* Alıştırma Metni *

• • • •

İspanya’ya gelirken kafamda hesaplar yapıyordum: 6 ayda İspanyolca’yı kem küm, 1 senede ise ana dilim gibi konuşurum diyordum. Evdeki hesap çarşıya uymadı. Aslında ofiste geçen yaklaşık 6 aylık süreç ve ilk İspanyolca kursu süresince fena değildi. Ofiste İspanyolca konuşmalara maruz kalıyordum ve temel seviye İspanyolca’yı hakkaniyetle kapmıştım. Tabii o dönem İspanyolca önceliğim bile değildi. Benim için İngilizce daha kritik bir öneme sahipti. Hatta İngilizce konuşabilmek, İspanyolca öğrenme gereksinimimi de öldürüyordu. Sıkıştığım zaman insanlara hablas ingles? deyip konfor alanına, İngilizce’ye, dönmek günü kurtarıyordu..

• • • •

* Çözülecek Sorular *
1. İspanyolca öğrenmeyle ilgili metnin "İspanya’ya gelirken kafamda" diye başlayan paragrafını, ana bilgileri koruyarak daha kısa biçimde yeniden yazın.
2. İspanyolca öğrenmeyle ilgili metne göre, anlatıcı için o dönem İspanyolca'dan daha kritik öneme sahip olan dil hangisiydi?
Bu veriler başka bir kaynaktan alınmıştır.

* Kayıtlı Veriler *
• • • •

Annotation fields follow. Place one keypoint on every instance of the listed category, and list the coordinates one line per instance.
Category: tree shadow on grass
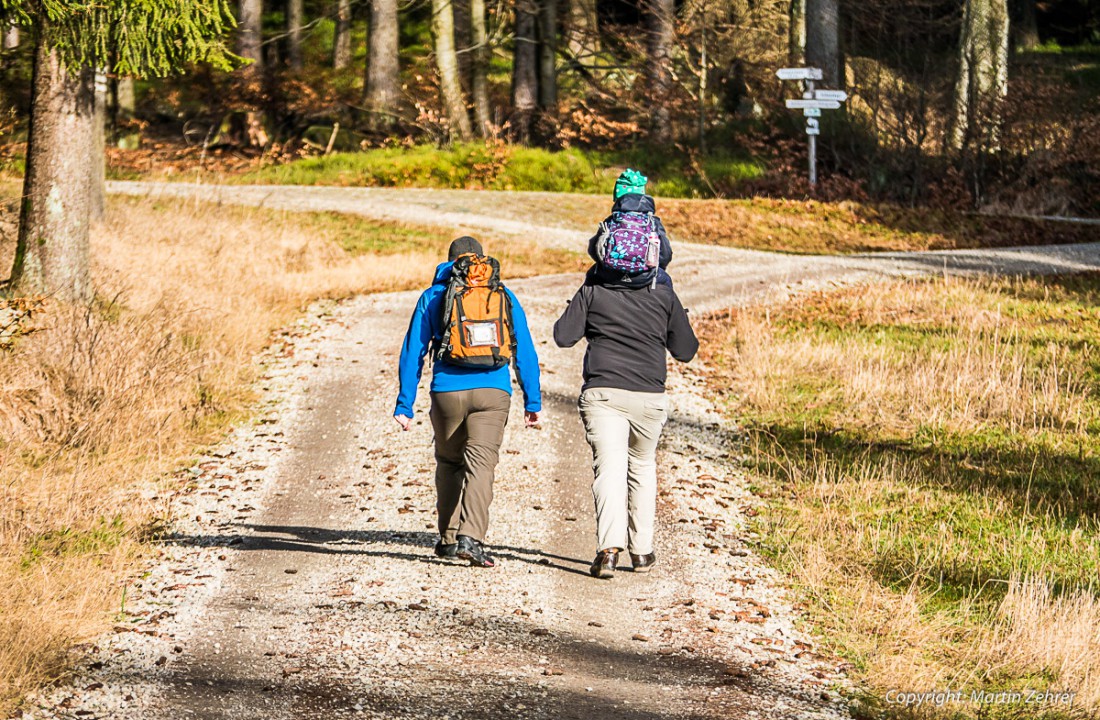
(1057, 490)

• • • •

* Çözümler Aşağıda *
1. İspanya'ya gelirken 6 ayda İspanyolca'yı az çok, 1 yılda ise ana dilim gibi konuşacağımı düşünüyordum ama hesabım tutmadı. Ofiste geçen yaklaşık 6 ay ve ilk İspanyolca kursu boyunca durum fena değildi. Ofisteki konuşmalar sayesinde temel seviyeyi kapmıştım. O dönem önceliğim İngilizce'ydi ve İngilizce konuşabilmek İspanyolca öğrenme ihtiyacımı azaltıyordu. Sıkıştığımda "hablas ingles?" diye sorup İngilizce'ye dönerek günü kurtarıyordum.

2. İngilizce.